START Dataset records
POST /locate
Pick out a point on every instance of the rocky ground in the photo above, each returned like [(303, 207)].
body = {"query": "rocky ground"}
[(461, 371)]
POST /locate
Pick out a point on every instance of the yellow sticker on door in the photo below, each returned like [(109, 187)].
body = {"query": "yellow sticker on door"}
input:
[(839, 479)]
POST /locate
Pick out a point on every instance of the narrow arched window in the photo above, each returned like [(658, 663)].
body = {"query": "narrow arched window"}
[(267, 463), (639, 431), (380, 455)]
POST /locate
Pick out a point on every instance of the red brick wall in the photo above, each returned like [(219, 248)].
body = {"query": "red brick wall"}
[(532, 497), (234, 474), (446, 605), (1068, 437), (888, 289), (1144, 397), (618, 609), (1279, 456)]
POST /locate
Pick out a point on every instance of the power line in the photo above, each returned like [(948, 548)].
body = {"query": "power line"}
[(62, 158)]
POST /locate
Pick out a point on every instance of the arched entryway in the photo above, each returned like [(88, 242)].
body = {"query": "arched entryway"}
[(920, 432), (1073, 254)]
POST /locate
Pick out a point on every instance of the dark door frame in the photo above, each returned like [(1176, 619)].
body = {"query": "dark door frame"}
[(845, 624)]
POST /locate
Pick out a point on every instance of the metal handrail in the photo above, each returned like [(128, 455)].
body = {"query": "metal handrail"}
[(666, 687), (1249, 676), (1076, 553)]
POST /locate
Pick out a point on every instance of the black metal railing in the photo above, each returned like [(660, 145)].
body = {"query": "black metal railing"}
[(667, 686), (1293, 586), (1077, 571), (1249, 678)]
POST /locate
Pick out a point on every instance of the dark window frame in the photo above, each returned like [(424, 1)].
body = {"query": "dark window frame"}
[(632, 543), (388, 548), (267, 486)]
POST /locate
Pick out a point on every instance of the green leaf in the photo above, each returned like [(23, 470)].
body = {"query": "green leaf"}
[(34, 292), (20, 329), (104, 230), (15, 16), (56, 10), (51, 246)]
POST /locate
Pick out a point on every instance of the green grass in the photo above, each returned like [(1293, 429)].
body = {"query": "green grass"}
END Dataset records
◆ **What you have to do**:
The reply should consist of all the records, repeated exactly.

◆ **Expected answer**:
POST /locate
Pick out a point on every instance of the rocky ground in the photo above, each returned like [(303, 207)].
body = {"query": "rocky ground"}
[(461, 371)]
POST /locate
Pick out a point on every instance of the yellow sticker on door in the photo below, each returned like [(109, 187)].
body = {"query": "yellow sticker on door"}
input:
[(839, 479)]
POST /locate
Pick out a point on every instance of the narrow arched window in the photo above, each returned like [(658, 663)].
body = {"query": "narrow arched window"}
[(267, 463), (639, 431), (380, 455)]
POST /locate
Pick out a point on every instance of the red brick wall in the photo above, each returned like [(219, 248)].
body = {"query": "red brick wall"}
[(532, 497), (234, 474), (446, 605), (1068, 437), (888, 289), (1144, 397), (618, 609), (1279, 456)]
POST /locate
Pick out a point on every instance of the power line in the photo above, each returned like [(948, 548)].
body = {"query": "power line"}
[(62, 158)]
POST /locate
Pick out a point on every instance of the arched entryway in the photo above, each returned like [(88, 242)].
body = {"query": "arched entryway"}
[(920, 432), (1073, 254)]
POST /locate
Pick out a point on every instance of the dark door frame in the photo above, each returned like [(1176, 619)].
body = {"query": "dark door frame"}
[(845, 624)]
POST /locate
Pick out a point on every instance of the metal handrail in the photo above, each returned like [(128, 455)].
body = {"query": "metal handrail"}
[(666, 687), (1249, 676), (1076, 553)]
POST /locate
Pick out a point on every instance of the black metal railing in the photo above, each returned like [(660, 145)].
body = {"query": "black metal railing"}
[(667, 686), (1293, 586), (1077, 571), (1249, 678)]
POST /locate
Pick out a point on every instance of the dark window frame in the photo above, each returned like [(424, 1)].
body = {"query": "dark window frame"}
[(632, 543), (388, 548), (267, 486)]
POST /locate
Pick out a point on every instance of the green leaf in the photo above, each returned like [(23, 470)].
body = {"query": "green leaf"}
[(34, 292), (20, 329), (104, 230), (15, 16), (56, 10), (51, 246)]
POST /locate
Pick out a point on every instance of the green grass in the photo above, each returned like [(1293, 429)].
body = {"query": "green grass"}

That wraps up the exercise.